## Instructions to follow
Starting from the line that contains "If you could pin the brick" and continuing through the end of the items, output each line as a string in a JSON list, one string per line. Omit blank lines and leave the pictures out.

------------------------------------

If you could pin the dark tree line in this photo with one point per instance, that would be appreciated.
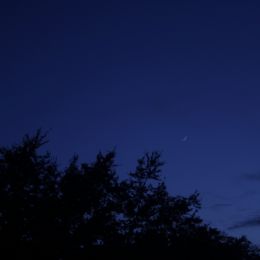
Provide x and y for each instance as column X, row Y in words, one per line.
column 86, row 210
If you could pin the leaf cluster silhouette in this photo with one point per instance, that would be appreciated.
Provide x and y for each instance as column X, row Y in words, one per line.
column 86, row 210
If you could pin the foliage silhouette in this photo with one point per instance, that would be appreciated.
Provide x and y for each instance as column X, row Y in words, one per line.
column 86, row 210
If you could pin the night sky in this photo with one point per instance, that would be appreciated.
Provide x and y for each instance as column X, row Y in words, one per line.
column 181, row 77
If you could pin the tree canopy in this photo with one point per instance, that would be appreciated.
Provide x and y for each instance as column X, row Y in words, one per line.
column 87, row 209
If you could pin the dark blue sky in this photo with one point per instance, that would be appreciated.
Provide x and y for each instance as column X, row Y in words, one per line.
column 140, row 76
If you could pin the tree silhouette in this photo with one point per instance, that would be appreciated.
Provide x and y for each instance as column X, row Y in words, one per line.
column 86, row 209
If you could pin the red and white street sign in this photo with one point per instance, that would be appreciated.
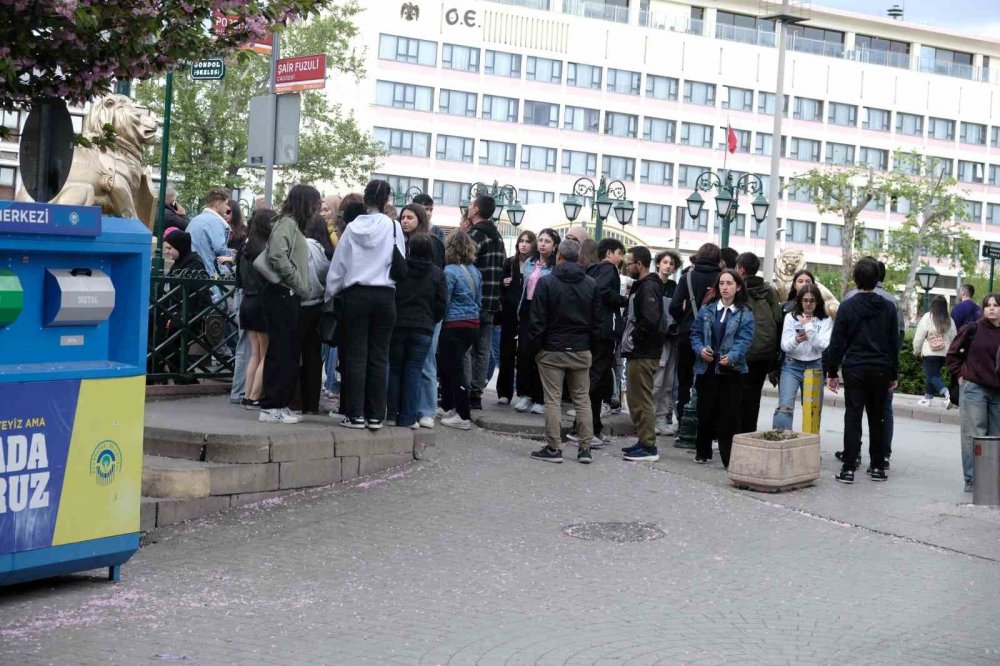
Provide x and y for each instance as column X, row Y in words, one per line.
column 303, row 73
column 264, row 45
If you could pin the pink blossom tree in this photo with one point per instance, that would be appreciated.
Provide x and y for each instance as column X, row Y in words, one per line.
column 77, row 49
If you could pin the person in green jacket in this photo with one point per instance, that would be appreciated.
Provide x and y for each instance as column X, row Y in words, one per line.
column 288, row 256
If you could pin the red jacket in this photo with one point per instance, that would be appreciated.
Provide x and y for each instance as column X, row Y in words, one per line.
column 977, row 362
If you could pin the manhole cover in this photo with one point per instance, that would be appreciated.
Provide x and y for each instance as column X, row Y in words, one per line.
column 615, row 532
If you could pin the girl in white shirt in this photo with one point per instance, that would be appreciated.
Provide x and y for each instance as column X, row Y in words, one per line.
column 804, row 338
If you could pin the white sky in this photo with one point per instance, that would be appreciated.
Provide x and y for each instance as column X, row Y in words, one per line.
column 979, row 17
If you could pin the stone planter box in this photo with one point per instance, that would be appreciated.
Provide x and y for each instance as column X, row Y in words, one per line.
column 774, row 466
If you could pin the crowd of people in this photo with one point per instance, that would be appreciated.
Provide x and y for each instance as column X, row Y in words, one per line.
column 415, row 323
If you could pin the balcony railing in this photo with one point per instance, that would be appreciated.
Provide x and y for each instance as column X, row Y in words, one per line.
column 596, row 9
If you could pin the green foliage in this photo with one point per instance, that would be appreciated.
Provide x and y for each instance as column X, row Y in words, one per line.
column 844, row 191
column 933, row 226
column 209, row 129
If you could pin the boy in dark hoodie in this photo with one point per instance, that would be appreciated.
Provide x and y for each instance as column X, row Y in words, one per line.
column 865, row 341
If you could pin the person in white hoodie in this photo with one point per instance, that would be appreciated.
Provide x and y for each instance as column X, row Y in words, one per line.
column 934, row 334
column 804, row 337
column 359, row 276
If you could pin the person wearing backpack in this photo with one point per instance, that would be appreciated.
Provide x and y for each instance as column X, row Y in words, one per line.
column 642, row 345
column 762, row 358
column 934, row 334
column 972, row 358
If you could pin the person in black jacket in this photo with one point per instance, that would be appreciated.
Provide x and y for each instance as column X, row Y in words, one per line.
column 602, row 354
column 865, row 340
column 643, row 352
column 684, row 305
column 564, row 327
column 510, row 295
column 421, row 299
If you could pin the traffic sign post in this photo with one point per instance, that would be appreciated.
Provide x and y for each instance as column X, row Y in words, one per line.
column 991, row 252
column 211, row 69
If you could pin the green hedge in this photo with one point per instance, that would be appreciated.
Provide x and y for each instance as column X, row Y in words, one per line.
column 911, row 370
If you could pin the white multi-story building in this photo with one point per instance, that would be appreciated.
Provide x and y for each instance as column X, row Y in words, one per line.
column 537, row 93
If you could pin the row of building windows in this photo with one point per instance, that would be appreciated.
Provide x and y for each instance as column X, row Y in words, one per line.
column 504, row 154
column 451, row 193
column 734, row 98
column 626, row 125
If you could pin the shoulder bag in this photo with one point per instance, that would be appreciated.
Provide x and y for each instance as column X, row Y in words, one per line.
column 397, row 270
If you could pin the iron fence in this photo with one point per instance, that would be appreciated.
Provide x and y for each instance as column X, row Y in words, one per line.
column 192, row 328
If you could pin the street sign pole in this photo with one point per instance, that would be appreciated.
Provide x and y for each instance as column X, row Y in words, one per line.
column 272, row 128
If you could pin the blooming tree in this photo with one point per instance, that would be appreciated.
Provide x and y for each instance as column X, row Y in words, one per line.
column 76, row 49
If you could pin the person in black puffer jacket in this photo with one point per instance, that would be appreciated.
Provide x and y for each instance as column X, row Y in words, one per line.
column 421, row 299
column 684, row 305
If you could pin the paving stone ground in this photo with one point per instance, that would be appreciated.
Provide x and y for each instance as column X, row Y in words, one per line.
column 462, row 559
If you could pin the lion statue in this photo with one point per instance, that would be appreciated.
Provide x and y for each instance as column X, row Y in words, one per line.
column 786, row 265
column 113, row 179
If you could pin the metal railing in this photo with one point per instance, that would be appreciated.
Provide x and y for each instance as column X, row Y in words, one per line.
column 192, row 328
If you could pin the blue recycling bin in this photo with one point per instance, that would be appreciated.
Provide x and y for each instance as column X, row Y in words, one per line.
column 74, row 293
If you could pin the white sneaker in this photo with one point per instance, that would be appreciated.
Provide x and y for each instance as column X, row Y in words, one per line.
column 277, row 416
column 523, row 404
column 457, row 422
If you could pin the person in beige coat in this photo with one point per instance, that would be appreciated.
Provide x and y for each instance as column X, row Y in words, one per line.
column 934, row 334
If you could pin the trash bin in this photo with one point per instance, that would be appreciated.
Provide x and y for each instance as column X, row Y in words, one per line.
column 74, row 291
column 986, row 471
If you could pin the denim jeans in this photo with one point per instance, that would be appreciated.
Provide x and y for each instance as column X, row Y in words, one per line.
column 407, row 353
column 494, row 354
column 934, row 387
column 979, row 408
column 238, row 391
column 332, row 384
column 792, row 374
column 427, row 404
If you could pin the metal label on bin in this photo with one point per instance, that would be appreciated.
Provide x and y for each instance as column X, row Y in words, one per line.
column 77, row 296
column 18, row 217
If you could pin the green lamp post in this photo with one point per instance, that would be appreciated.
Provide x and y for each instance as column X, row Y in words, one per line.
column 607, row 198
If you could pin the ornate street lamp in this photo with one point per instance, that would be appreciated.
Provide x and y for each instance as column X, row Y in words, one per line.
column 607, row 197
column 403, row 198
column 727, row 201
column 927, row 279
column 505, row 197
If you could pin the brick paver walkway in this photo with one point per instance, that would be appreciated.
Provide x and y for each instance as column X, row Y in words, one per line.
column 462, row 559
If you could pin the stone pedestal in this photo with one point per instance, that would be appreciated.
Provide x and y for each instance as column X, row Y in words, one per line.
column 774, row 465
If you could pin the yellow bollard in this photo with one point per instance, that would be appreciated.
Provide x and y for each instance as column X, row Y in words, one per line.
column 812, row 400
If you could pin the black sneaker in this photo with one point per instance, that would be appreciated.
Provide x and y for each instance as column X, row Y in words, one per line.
column 548, row 455
column 641, row 453
column 357, row 423
column 839, row 455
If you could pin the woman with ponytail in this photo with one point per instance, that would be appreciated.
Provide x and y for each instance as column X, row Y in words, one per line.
column 359, row 276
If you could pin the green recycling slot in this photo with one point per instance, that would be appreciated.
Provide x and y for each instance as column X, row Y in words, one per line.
column 11, row 297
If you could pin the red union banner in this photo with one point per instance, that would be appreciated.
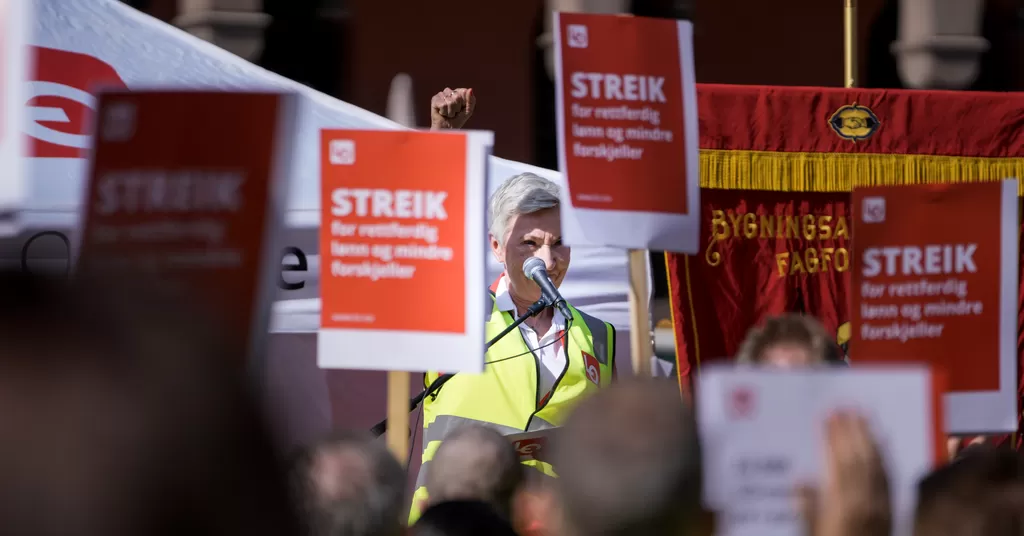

------------------------------------

## Task answer
[
  "If you could pin the brick paver walkway in this photo with one point per instance, that would be appreciated.",
  "Provide x and y for each instance as column X, row Y in words, one per line.",
  "column 462, row 559",
  "If you could pin the stone pedestal in this photo with one point per instance, that would be appreciated.",
  "Provide x and y for each instance as column X, row Y in words, one per line.",
  "column 774, row 465",
  "If you could pin the yellow bollard in this photo with one point per instance, that would be appreciated.",
  "Provide x and y for each instance as column X, row Y in words, one per line.",
  "column 812, row 400",
  "If you could pin the black sneaker in this photo with one point per instance, that would be appreciated.",
  "Provide x and y for each instance as column X, row Y in words, one per line.",
  "column 548, row 455",
  "column 641, row 453",
  "column 357, row 423",
  "column 839, row 455",
  "If you could pin the woman with ponytail in this photo with one point per instance, that would be appreciated.",
  "Provide x and y for each instance as column X, row Y in words, one per line.",
  "column 359, row 276",
  "If you could pin the green recycling slot in this photo with one point per instance, that would be appreciated.",
  "Provide x and y for each instance as column X, row Y in words, one per line.",
  "column 11, row 297",
  "If you could pin the red union banner in this photo with one point per instance, that would be appreciated."
]